**What the exercise asks:**
Every line from the line containing "the side mirror." through the final line of the data is to be printed exactly; no other line is to appear.

(Entries from a pointing dataset)
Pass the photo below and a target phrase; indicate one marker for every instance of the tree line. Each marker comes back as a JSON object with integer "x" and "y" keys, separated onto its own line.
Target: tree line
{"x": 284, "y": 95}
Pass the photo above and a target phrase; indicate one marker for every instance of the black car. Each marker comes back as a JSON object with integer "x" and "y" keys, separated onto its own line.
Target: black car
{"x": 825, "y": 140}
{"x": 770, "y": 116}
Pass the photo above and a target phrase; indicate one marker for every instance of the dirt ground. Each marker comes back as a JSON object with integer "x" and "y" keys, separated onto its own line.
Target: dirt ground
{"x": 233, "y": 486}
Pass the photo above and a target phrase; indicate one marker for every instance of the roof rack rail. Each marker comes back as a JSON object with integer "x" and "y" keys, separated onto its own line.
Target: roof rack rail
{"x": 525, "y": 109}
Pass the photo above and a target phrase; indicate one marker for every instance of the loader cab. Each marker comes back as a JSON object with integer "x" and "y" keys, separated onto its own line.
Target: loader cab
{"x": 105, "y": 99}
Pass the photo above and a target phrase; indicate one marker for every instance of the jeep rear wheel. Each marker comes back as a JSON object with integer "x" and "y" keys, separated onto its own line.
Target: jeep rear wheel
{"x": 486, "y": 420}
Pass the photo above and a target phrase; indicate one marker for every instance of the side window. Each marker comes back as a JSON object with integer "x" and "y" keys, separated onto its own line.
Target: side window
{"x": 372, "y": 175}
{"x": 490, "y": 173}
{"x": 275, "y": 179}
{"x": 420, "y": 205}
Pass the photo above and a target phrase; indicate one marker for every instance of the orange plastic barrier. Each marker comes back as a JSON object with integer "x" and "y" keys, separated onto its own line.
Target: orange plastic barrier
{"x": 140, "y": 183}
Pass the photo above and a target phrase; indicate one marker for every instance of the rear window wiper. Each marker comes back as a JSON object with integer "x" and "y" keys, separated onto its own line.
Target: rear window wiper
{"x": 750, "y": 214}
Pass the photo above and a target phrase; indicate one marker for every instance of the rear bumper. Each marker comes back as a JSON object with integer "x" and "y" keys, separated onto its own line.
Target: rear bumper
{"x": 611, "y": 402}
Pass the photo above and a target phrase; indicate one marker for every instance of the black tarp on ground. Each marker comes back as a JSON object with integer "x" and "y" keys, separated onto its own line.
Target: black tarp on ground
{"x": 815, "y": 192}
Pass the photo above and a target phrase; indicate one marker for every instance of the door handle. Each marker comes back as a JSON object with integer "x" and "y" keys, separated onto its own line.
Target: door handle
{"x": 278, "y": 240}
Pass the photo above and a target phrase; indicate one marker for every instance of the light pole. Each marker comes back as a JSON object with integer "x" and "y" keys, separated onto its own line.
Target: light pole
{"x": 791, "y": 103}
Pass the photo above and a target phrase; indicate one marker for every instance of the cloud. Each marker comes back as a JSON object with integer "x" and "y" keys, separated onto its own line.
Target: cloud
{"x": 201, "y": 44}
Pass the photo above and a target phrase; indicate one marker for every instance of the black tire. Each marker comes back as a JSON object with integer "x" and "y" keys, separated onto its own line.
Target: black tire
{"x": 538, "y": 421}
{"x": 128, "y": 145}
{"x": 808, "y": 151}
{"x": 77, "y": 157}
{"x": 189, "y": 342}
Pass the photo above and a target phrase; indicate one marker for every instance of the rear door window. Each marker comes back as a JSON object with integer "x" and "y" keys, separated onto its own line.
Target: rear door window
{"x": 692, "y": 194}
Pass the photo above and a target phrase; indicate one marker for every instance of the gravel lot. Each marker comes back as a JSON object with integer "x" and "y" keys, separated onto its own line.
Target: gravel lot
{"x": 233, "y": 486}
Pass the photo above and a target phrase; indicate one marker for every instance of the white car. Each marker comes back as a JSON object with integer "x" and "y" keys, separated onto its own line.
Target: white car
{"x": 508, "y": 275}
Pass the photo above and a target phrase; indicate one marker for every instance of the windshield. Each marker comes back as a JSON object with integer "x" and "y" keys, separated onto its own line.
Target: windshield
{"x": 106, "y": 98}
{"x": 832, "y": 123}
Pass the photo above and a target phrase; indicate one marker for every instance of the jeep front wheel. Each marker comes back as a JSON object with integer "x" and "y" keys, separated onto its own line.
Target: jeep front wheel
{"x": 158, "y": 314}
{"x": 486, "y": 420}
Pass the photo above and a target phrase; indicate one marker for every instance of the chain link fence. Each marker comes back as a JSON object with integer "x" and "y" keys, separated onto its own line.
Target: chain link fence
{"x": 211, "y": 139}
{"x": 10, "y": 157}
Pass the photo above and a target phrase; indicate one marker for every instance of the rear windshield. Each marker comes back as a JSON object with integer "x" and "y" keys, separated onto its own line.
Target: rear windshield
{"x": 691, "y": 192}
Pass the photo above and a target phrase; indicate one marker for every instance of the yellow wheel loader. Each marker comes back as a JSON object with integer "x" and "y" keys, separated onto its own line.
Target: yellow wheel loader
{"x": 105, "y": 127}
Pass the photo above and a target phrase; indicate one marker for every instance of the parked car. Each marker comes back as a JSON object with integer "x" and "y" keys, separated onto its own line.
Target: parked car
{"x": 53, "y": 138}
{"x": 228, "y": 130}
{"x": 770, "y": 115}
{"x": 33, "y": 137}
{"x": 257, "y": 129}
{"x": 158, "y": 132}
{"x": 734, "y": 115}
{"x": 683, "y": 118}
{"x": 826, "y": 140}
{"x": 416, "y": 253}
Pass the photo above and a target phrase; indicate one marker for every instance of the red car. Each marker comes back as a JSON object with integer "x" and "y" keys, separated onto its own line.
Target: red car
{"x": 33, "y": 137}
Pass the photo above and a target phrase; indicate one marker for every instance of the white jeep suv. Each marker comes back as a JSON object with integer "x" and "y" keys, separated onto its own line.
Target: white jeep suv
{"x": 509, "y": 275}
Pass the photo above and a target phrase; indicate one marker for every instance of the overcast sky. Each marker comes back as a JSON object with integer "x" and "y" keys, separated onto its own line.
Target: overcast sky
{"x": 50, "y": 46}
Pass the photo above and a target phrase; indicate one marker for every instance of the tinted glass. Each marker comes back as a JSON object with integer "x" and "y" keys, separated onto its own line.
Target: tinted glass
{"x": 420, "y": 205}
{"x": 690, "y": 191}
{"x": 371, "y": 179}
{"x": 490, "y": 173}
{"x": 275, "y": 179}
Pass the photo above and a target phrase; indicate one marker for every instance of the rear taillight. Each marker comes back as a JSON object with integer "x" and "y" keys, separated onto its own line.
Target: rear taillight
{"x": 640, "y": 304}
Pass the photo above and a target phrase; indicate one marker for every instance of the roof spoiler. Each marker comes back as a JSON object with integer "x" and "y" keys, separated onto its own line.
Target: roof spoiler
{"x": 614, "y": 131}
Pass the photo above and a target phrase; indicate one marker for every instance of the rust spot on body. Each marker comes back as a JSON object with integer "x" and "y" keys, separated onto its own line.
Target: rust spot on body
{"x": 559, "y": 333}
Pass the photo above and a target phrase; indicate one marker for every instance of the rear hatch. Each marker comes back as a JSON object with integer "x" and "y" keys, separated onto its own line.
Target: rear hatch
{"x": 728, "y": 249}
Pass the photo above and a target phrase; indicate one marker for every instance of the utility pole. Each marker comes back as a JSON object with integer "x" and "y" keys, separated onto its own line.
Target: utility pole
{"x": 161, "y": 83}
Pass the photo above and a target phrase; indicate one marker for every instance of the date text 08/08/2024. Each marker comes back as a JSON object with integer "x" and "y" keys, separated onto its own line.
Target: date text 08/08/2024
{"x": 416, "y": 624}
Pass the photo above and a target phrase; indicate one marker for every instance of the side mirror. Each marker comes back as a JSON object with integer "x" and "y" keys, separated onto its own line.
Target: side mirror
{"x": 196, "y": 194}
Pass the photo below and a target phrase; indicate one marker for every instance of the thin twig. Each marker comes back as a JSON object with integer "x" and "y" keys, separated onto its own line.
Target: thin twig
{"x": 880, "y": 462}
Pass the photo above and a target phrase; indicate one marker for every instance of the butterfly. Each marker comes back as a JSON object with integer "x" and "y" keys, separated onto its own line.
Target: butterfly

**Solved exercise:**
Pass the photo above and a target phrase; indicate one marker for every instance of the side mirror. Each marker comes back as a JSON object with integer "x" and "y" keys, separated onto its own line.
Target: side mirror
{"x": 196, "y": 194}
Pass the photo below and a target phrase; indicate one marker for every instance of the thin twig. Each marker comes back as a JSON object with integer "x" and "y" keys, separated onto its own line.
Target: thin twig
{"x": 880, "y": 462}
Pass the photo above and a target phrase; indicate one marker for every instance of the butterfly. Each marker comes back as a JSON object with integer "x" and "y" keys, separated onto its own line.
Target: butterfly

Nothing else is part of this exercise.